* **Study text**
________________________________________

The drama focuses on a newly built hospital that, like the refinery and all civic buildings that went up during the mayor's crooked administration, is shoddily built and poorly equipped. There, head doctor Frank Whitman and his staff treat thousands of casualties from the fire, while the city fire chief Risley keeps in constant contact with the fire companies fighting a losing battle against the flames. Meanwhile, Maggie Grayson, an alcoholic reporter, sees it as her chance to make it nationwide with her coverage of the "city on fire."

A major subplot of the film involves Diana Brockhurst-Lautrec, a wealthy socialite (and widow of the late governor who is the namesake of the hospital) who is currently and secretly involved with Mayor Dudley to further advance her rank up the social hierarchy. The womanizing Dr. Whitman also meets with Diana before the hospital's dedication ceremony, having known her previously. Herman Stover also arrives at the hospital during the dedication ceremony, having left the refinery before the explosion to stalk Diana, whom he has known since high school. Diana, the mayor, and head nurse Andrea Harper treat the large number of casualties arriving at the hospital. No one ever discovers that Stover is the one responsible for the citywide fire; moreover, Stover is not sane enough to understand or regret his actions.

________________________________________

* **Given records**
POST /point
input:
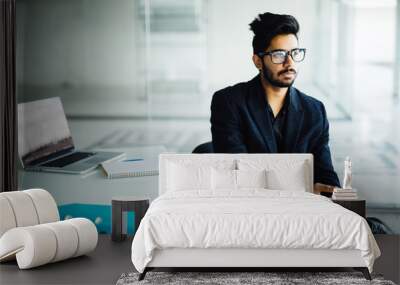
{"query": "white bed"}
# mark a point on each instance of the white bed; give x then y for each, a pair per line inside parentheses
(193, 225)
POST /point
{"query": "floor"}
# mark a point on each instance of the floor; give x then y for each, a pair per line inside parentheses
(110, 260)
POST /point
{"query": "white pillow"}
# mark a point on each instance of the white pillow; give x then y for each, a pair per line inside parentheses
(251, 178)
(188, 177)
(282, 174)
(290, 179)
(223, 179)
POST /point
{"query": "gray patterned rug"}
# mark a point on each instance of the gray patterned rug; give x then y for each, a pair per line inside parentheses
(229, 278)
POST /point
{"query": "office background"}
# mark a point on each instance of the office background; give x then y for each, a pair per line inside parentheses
(142, 72)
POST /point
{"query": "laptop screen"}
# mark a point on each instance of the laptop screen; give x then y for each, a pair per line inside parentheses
(42, 130)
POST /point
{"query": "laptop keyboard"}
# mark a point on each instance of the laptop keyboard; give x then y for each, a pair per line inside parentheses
(68, 159)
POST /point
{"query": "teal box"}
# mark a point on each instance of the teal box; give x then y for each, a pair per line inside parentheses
(98, 214)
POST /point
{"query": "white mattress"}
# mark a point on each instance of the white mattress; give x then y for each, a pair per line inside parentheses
(252, 218)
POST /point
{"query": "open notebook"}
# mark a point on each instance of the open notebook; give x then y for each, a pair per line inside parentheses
(131, 168)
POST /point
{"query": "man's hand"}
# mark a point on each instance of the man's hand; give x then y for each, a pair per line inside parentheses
(319, 187)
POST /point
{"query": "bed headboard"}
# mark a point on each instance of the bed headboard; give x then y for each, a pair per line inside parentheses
(215, 158)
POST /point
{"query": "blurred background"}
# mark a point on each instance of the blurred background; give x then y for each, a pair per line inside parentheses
(142, 72)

________________________________________

* **Work request**
According to the film plot summary, why did Herman Stover leave the refinery before the explosion? Answer in one to three sentences.

* **Answer section**
Herman Stover left the refinery to stalk Diana Brockhurst-Lautrec, whom he has known since high school. This is why he arrives at the hospital during the dedication ceremony.